## Exercise tasks:
1 - Please retype the passage of the inverter thread starting at "They have a" and ending at "100, or 300mA.".
2 - Decide whether each statement agrees with the inverter thread, answering yes or no and quoting the words of the thread that settle it. (a) The Merlin Gerin RCCB listed in the thread has a rating of 16 amps. (b) The crew at sea handled the helicopter hoist wire with bare hands. (c) One post says the only way to get a shock from the inverter is by holding live and earth together.

***** Excerpt *****

That's all very exiting, so there is no potential difference between the live wires outputing AC from the inverter and the ground. So there is no way that the current could travel through you to the ground even if you were holding a bare cable and stood bare foot on the ground. 

The only reason I mention the laws of physics, when I worked at sea, we were trained to perform helicopter operations, we had to ensure the aircraft dipped the hoist wire in the sea to discharge the static electricity generated by the helicopter before starting operations, then we had to use rubber gloves/boots when handling the wire to prevent us earthing the aircraft with our bodies.


----------



## spykal (May 9, 2005)

Oh Jonathan

look what you have done now....you have gone and brought up static electricity, a whole new "ballgame" .....gawd help us......we will be into electrons, neutrons and positivly charged protons.............I think I am off for a lie down in a darkened room :williamshatter: 


mike


----------



## 88726 (May 9, 2005)

thats the trouble with those [email protected]@dy electrons ,theyre allways trying to increase there potential 
:lol: :lol: :lol: :lol: :lol: :lol: 

i think :?: :wink: 

cheers
kenny+stella


----------



## 88808 (May 9, 2005)

It's a very electrifying subject :idea: 

:lol: :lol:


----------



## 88724 (May 9, 2005)

Hi Jonathon

Quote

So there is no way that the current could travel through you to the ground even if you were holding a bare cable and stood bare foot on the ground. 

End quote

With a Sterling Invertor (and many others) there is no earth as such and so as far as the invertor is concerned no different potential, there is no return path.

The only way to get a shock is by holding live and neutral togethor.

Lightning and static from aircraft are a different ball of beeswax and are completeing a circuit anyway just one thats not easily visible


----------



## 88808 (May 9, 2005)

As I said, it is exciting


----------



## 89351 (May 20, 2005)

*RCCB for inverter output*

Just to thicken the plot a tad; the following 2 pole RCCB does work with both quasi sine & real sinewave inverters, irrespective of earthed neutral or not:

Manufacturer: Merlin Gerin
Type: RMG160102
Rating:16 amps
Fault current: 10mA


----------



## 88724 (May 9, 2005)

Hi Peter

I have Just rang and confirmed that the RMG 160102 WILL NOT work with any invertor, unless Neutral and earth are bonded.

Schneider Electric Ltd
University of Warwick
Science Park - Sir William Lyons Road
Coventry CV4 7EZ
United Kingdom
Tel: 44 0 870 608 8 608
Fax: 44 0 870 608 8 606

UK Distribution and Tech

Quote

They have a residual current operated electro-mechanical release which operates without any auxiliary source of supply to open a circuit automatically in the case of an *earth leakage* fault between phase and *earth* greater than or equal to a threshold of 10, 30, 100, or 300mA.

Endquote

An RCD works by measuring the difference between Live and Neutral, in reality the only other potential is earth and this is only because the center tapping of the Supply companies generator is taken to earth.

An invertor that as not been bonded between earth and neutral will not trip an RCD because there is no other Potential to escape to.


----------



## fdhadi (May 9, 2005)

Thanks,

:idea: *Its going to the seat base.*
Thats all i wanted to no!!!!!!!!!!!!!!!!!!!!!!!

Some of these replies are shocking.
Their will be some sparks flying here soon :twisted: .

***** Supplied information *****

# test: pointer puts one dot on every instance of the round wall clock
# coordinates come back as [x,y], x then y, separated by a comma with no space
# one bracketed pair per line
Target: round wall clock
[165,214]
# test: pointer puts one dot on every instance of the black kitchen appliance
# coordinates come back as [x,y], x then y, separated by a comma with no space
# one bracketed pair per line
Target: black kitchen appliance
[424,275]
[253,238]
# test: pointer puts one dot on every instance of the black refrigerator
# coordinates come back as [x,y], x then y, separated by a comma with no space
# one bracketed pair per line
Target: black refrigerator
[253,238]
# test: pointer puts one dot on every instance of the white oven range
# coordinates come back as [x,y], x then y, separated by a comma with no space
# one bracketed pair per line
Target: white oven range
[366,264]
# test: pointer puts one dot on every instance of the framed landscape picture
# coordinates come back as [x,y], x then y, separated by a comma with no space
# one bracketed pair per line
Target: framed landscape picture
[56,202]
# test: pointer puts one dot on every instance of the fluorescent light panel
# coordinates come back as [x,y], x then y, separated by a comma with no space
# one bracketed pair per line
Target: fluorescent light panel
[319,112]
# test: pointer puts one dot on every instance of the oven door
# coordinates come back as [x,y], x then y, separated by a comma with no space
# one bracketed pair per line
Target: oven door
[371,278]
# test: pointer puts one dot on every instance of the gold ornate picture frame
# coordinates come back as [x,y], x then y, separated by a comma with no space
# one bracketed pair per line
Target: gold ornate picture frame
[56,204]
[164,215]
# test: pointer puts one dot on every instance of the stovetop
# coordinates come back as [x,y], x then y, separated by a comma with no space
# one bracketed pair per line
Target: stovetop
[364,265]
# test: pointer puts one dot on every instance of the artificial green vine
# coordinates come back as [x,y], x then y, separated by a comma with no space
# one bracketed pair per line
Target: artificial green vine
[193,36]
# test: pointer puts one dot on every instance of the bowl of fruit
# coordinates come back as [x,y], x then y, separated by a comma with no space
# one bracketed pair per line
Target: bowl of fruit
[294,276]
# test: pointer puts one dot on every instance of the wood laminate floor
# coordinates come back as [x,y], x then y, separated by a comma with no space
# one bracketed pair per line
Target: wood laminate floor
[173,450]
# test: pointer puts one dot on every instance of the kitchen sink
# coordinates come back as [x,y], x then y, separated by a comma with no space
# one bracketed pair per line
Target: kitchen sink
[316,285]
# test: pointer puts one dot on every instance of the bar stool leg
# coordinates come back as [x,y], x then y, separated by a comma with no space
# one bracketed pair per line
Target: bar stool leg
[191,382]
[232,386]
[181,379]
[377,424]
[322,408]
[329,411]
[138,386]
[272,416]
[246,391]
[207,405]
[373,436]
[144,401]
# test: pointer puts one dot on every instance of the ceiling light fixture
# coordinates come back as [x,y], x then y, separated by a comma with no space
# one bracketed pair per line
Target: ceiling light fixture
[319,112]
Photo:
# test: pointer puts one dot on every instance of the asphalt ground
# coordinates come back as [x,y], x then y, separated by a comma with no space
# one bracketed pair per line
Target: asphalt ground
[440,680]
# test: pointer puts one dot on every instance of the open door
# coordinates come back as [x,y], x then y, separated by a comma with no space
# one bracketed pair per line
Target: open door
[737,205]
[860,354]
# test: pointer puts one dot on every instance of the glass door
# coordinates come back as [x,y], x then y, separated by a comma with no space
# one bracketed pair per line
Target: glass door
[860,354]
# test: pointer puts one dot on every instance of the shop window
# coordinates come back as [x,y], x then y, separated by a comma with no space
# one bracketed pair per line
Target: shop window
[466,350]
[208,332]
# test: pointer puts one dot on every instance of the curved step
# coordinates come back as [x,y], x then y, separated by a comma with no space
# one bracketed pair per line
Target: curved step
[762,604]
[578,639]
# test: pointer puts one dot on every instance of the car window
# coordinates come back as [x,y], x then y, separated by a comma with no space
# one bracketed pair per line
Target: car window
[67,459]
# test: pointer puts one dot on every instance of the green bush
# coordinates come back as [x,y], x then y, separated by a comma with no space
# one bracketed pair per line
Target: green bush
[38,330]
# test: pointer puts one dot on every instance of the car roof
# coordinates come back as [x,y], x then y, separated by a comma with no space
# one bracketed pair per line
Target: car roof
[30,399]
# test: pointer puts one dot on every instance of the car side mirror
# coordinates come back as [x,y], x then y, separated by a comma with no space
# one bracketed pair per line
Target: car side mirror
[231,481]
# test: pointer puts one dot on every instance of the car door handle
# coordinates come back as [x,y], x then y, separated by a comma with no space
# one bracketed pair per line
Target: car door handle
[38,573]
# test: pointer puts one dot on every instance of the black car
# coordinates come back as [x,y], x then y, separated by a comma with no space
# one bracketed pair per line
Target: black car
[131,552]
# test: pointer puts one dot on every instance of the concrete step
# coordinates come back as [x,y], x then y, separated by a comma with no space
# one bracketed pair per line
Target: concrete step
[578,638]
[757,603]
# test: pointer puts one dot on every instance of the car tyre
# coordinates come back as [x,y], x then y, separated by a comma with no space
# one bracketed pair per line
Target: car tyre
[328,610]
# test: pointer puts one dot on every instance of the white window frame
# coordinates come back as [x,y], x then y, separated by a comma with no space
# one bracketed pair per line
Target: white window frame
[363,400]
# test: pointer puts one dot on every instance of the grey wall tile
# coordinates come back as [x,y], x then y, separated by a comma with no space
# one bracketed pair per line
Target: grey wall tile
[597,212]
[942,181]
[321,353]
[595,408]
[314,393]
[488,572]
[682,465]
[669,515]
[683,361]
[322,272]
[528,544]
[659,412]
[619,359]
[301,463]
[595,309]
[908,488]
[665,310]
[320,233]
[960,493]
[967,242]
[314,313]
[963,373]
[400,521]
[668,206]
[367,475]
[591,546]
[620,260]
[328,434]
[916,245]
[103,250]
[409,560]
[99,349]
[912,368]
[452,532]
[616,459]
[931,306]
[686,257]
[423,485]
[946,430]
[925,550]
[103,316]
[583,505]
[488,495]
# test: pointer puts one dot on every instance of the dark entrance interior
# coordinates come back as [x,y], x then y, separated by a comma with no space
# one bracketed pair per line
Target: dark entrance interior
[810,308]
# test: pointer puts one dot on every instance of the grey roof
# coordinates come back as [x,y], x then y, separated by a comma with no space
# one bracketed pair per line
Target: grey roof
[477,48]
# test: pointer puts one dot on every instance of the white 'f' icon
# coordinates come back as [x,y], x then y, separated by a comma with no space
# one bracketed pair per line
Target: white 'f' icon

*****

## Worked solutions:
1 -
They have a residual current operated electro-mechanical release which operates without any auxiliary source of supply to open a circuit automatically in the case of an *earth leakage* fault between phase and *earth* greater than or equal to a threshold of 10, 30, 100, or 300mA.

2 -
(a) Yes: "Rating:16 amps"
(b) No: "then we had to use rubber gloves/boots when handling the wire to prevent us earthing the aircraft with our bodies."
(c) No: "The only way to get a shock is by holding live and neutral togethor."